═════ Extrait du document ═════
De la salle commune de l’Ehpad La Colline de la soie, à Lyon, on entend les pas qui se rapprochent lentement. À l’aide d’une cane ou d’un déambulateur, les résidents les plus autonomes se déplacent et choisissent eux-mêmes leur siège. D’autres, aidés par les aides-soignantes, sont placés au fond de la salle, bien calés dans leur fauteuil roulant, attendant l’inauguration de l’exposition « Oser l’être » (voir encadré). Des visages familiers se faufilent entre les chaises, saluent les uns et les autres par leur prénom. C’est le cas de Carole Devillers, ancienne psychomotricienne, qui a participé à la création de l’association Vivre aux éclats en 1996 : « Nous avons démarré en pédiatrie auprès d’enfants hospitalisés. Et nous avons observé combien le personnage du clown leur permettait de continuer à vivre dans leur corps, leur tête et leur imagination. Le constat a été le même en gériatrie, mais cette fois, le résident amène son histoire et ses expériences dans le jeu. »
═════ Données extraites ═════
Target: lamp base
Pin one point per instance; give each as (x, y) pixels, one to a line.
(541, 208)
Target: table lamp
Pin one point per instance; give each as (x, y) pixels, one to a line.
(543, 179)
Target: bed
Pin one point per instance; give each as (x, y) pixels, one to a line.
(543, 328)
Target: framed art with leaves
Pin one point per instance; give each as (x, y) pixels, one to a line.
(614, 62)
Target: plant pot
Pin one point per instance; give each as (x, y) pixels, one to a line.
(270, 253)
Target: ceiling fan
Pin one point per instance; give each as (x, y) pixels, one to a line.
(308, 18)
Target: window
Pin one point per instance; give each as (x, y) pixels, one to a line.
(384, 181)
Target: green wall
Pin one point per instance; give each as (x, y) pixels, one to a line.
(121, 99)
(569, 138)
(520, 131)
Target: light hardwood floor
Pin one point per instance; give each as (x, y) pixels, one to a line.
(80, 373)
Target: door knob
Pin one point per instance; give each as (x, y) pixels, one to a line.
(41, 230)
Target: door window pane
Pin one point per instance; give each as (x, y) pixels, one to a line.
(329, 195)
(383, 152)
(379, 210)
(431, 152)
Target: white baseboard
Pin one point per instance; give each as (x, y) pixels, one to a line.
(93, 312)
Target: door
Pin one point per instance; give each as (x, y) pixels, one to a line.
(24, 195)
═════
■ Consignes:
a – D'après l'extrait sur l'Ehpad La Colline de la soie, en quoi le personnage du clown aidait-il les enfants hospitalisés selon Carole Devillers, et qu'est-ce qui change avec les résidents en gériatrie ? Répondez en une à trois phrases.
b – Prolongez l'extrait sur l'Ehpad La Colline de la soie en reprenant juste après sa dernière phrase.

■ Résultats par exercice:
a – Le personnage du clown permettait aux enfants hospitalisés de continuer à vivre dans leur corps, leur tête et leur imagination. En gériatrie, le constat est le même, mais le résident apporte en plus son histoire et ses expériences dans le jeu.

b –
Tout en émotion

Ainsi, depuis 2007, à raison de deux fois par mois, les clowns professionnels de l’association parcourent en duo les couloirs des services gériatriques et des unités Alzheimer. « La figure du clown est particulière auprès des personnes âgées, explique Pauline Woestelandt, directrice de Vivre aux éclats. Ce n’est pas un rôle qu’on endosse, mais qu’on crée à partir de ses expériences, de ses rencontres. Il y aussi une mise à nu et une sincérité qui permettent de décomplexer les résidents. Ce qui amène un rapport différent. »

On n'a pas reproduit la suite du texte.